● DOCUMENT:
>> start
LIS 4273 Adv Statistics: Module 3 Bivariate Analysis

For Module 3 a single data set is given and Bivariate Analysis must be performed on it. Here the data is from airport security data representing the number of pre-boarding screenings performed and the number of security violations detected from the year 1988 to 1999. The table below is a random selection of 20 cases. To do the analysis I wrote an R script which is linked below or can be found here.

Case	Pre-boarding Screenings	Security Violations Detected
1	287	271
2	243	261
3	237	230
4	227	225
5	247	236
6	264	252
7	247	243
8	247	247
9	251	238
10	254	274
11	277	256
12	303	305
13	285	273
14	254	234
15	280	261
16	264	265
17	261	241
18	292	292
19	248	228
20	253	252

Table 1: 20 random samples of pre-boarding screenings and Security Violations Detected during 1988-1999.

From the raw data it is difficult to make a conclusion about the trend in the data, however it would seem that with more pre-boarding screenings performed, there are also more security violations detected. To clarify the relationship between the two variables, we can start by calculating the Pearson sample correlation coefficient and Spearman’s Rank Coefficient. While hand calculations can be fun, R has built in functions that make it very easy to find these values. While we are calculating these values, might as well create a scatterplot to make it easier to understand what the trend of the data. The output from the R script is below.

Pearson Sample Correlation Coefficient	0.8375321
Spearman’s Rank Coefficient	0.7575423

Table 2: Coefficients calculated using R.

Figure 1: Raw scatterplot from R script.
>> end
● DATASET ROWS:
>> start
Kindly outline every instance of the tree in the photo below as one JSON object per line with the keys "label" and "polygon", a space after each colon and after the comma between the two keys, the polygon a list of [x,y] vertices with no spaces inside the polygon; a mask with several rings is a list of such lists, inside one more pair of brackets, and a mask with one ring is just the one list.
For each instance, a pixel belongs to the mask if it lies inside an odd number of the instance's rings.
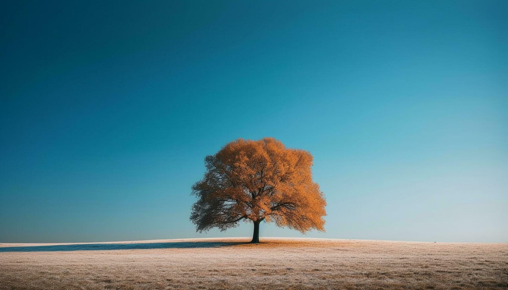
{"label": "tree", "polygon": [[252,243],[259,242],[264,220],[302,233],[324,232],[326,202],[312,180],[312,159],[309,152],[271,138],[239,139],[207,156],[204,177],[192,187],[198,199],[190,215],[196,231],[225,231],[250,220]]}

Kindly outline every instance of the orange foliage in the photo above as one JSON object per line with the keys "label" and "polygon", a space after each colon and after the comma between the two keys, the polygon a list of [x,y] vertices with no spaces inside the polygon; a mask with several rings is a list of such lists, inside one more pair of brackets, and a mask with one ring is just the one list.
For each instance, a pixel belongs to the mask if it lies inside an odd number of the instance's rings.
{"label": "orange foliage", "polygon": [[271,138],[229,143],[205,158],[207,172],[192,187],[198,200],[190,220],[200,232],[224,231],[242,219],[255,224],[273,221],[302,233],[324,231],[326,202],[312,180],[312,159]]}

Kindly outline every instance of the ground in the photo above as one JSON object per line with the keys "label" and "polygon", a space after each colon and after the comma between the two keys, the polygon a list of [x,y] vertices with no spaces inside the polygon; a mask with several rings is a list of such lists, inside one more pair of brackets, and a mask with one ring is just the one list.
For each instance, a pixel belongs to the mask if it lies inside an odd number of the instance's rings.
{"label": "ground", "polygon": [[0,244],[0,289],[508,288],[508,244],[265,238]]}

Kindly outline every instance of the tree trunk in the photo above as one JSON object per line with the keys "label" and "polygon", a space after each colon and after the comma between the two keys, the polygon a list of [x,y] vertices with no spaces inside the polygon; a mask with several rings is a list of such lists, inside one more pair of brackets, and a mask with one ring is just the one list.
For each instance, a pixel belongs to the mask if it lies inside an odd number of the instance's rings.
{"label": "tree trunk", "polygon": [[252,240],[251,243],[259,243],[259,224],[261,221],[254,221],[254,234],[252,235]]}

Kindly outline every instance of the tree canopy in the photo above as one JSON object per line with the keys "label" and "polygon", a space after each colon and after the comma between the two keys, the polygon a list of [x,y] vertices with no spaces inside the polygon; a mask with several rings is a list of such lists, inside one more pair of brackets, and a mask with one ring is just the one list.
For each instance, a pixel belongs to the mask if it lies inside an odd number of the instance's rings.
{"label": "tree canopy", "polygon": [[206,172],[192,187],[198,200],[190,220],[200,232],[251,220],[253,242],[259,242],[263,220],[302,233],[324,231],[326,202],[312,181],[312,162],[310,152],[287,148],[274,138],[231,142],[205,158]]}

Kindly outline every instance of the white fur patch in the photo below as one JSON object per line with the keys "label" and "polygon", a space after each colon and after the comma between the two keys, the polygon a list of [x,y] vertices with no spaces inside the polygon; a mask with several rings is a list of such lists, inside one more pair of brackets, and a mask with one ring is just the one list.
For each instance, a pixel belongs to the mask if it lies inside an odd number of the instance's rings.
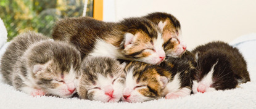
>> end
● WORK INSTRUCTIONS:
- a) Copy out the airport security analysis in full, word for word.
- b) Count the lines of the records that contain the word "below", and reply with the number alone.

● SOLUTIONS IN ORDER:
- a)
LIS 4273 Adv Statistics: Module 3 Bivariate Analysis

For Module 3 a single data set is given and Bivariate Analysis must be performed on it. Here the data is from airport security data representing the number of pre-boarding screenings performed and the number of security violations detected from the year 1988 to 1999. The table below is a random selection of 20 cases. To do the analysis I wrote an R script which is linked below or can be found here.

Case	Pre-boarding Screenings	Security Violations Detected
1	287	271
2	243	261
3	237	230
4	227	225
5	247	236
6	264	252
7	247	243
8	247	247
9	251	238
10	254	274
11	277	256
12	303	305
13	285	273
14	254	234
15	280	261
16	264	265
17	261	241
18	292	292
19	248	228
20	253	252

Table 1: 20 random samples of pre-boarding screenings and Security Violations Detected during 1988-1999.

From the raw data it is difficult to make a conclusion about the trend in the data, however it would seem that with more pre-boarding screenings performed, there are also more security violations detected. To clarify the relationship between the two variables, we can start by calculating the Pearson sample correlation coefficient and Spearman’s Rank Coefficient. While hand calculations can be fun, R has built in functions that make it very easy to find these values. While we are calculating these values, might as well create a scatterplot to make it easier to understand what the trend of the data. The output from the R script is below.

Pearson Sample Correlation Coefficient	0.8375321
Spearman’s Rank Coefficient	0.7575423

Table 2: Coefficients calculated using R.

Figure 1: Raw scatterplot from R script.

- b) 2